Figure 3: Representative time-traces of the degradation and formation of penicillin G and its metabolites at pH 2 (A) and pH 12 (B). Curves were fitted using a first-order reaction equation (Red solid line). (Figure is reproduced from the reference 65 with permission from the American Chemical Society).

Penicilloic acid was rapidly formed to be the major product, but it undergoes decarboxylation into penilloic acid. Finally, we assessed the degradation of penicillin G in lemon matrix (approximately pH 4) over the course of one week. The metabolites produced were penillic acid, penilloic acid, and penicilloic acid. Penicillin G was not detectable after 4 days. Guided by these findings, we developed an extraction and analytical method to determine the concentration of penicillin G, penillic acid, and penilloic acid in citrus fruit and juice.

Using the Orbitrap and triple-quadrupole based UHPLCMS/ MS platforms, we analyzed a citrus fruit sample taken from a HLB infected tree that was treated with penicillin G; the presence of the metabolites penillic acid, isopenillic acid, penilloic acid, and penicilloic acid were confirmed. Penicillin G was not found in the citrus sample, however this was anticipated, as environmental conditions on the growing field, such as heat, UV radiation, and acidic conditions of the fruit would contribute heavily to degradation after treatment [65,66].

Recently, Dong et al. have shown this to be true by using liquid chromatography-single quadrupole mass spectrometry to identify penilloic acid, penicilloic acid, and isopenillic acid in a wastewater treatment plant and its receiving river. These metabolite species occupied 66%, 20%, and 13%, respectively, of the total concentration found in the river [67]. The presence of isopenillic acid was due to the conversion of penillic acid under alkaline or anaerobic conditions during the waste water treatment process. Compared to penillic acid, isopenillic acid features an open ring structure resulting in a free thiol group.

Penicillin Allergy

Antibiotics account for a small percentage of all adverse drug reactions. Although otherwise non-toxic, penicillin G is known to cause a wide range of allergic reactions, from skin rashes to anaphylactic shock and death. Treatment of penicillin G provokes anaphylaxis in approximately 1 in 5000 patients, which corresponds to relatively high morbidity; 75% of all anaphylactic deaths, approximately 500 to 1000 a year, are attributed to penicillin G [68,69].

By definition, the allergic reactions to penicillin G are immunogically mediated, and may be immediate or nonimmediate [70]. Of the four types of immunologically mediated drug reactions, i.e. Immunoglobin-E (IgE) mediated, antibody mediated, immune complex mediated, and T lymphocyte mediated, penicillin can cause all four [71]. Anaphylaxis is IgE mediated, and is the most serious of these reactions, occurring within 30 minutes to an hour of treatment [70]. The antigenic determinants which are the causative factors for these reactions have been well described, and are the haptenic metabolites which are produced from the degradation of penicillin G.

-----

**Required work**
1. Retype the part of the penicillin G passage starting at "Figure 3: Representative" and ending at "American Chemical Society).".
2. Using the penicillin G passage, decide whether each statement agrees with it: (a) in lemon matrix, penicillin G could no longer be detected after 4 days; (b) penicillin G was detected in the citrus fruit sample from the HLB infected tree; (c) anaphylaxis occurs within 30 minutes to an hour of treatment. For each, answer yes or no and quote the words that decide it.

-----

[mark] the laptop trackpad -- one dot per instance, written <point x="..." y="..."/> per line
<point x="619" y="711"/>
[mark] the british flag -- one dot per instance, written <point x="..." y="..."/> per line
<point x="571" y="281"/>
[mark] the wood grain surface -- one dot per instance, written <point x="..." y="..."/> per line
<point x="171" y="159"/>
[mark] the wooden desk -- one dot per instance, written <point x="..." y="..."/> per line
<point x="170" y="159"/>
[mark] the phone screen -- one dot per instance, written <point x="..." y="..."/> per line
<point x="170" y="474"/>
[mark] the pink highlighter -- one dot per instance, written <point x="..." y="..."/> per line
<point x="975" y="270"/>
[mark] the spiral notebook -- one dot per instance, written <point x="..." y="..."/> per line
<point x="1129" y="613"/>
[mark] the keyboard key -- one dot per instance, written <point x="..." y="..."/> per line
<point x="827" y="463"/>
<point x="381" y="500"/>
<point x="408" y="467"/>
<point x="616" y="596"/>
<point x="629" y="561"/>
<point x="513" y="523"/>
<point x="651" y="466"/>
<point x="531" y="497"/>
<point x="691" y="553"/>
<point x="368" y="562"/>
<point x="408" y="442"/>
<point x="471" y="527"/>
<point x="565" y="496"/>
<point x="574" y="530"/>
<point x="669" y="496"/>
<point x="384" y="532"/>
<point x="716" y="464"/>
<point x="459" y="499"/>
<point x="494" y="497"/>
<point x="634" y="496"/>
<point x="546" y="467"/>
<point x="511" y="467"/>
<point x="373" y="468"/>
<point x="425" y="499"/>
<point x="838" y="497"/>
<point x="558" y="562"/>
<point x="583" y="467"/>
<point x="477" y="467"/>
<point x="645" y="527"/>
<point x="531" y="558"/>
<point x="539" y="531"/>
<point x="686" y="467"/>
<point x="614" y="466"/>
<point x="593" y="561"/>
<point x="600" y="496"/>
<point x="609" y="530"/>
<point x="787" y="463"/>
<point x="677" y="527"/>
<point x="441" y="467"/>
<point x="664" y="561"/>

-----

**Answers by item**
1.
Figure 3: Representative time-traces of the degradation and formation of penicillin G and its metabolites at pH 2 (A) and pH 12 (B). Curves were fitted using a first-order reaction equation (Red solid line). (Figure is reproduced from the reference 65 with permission from the American Chemical Society).

2.
(a) Yes: "Penicillin G was not detectable after 4 days."
(b) No: "Penicillin G was not found in the citrus sample"
(c) Yes: "occurring within 30 minutes to an hour of treatment"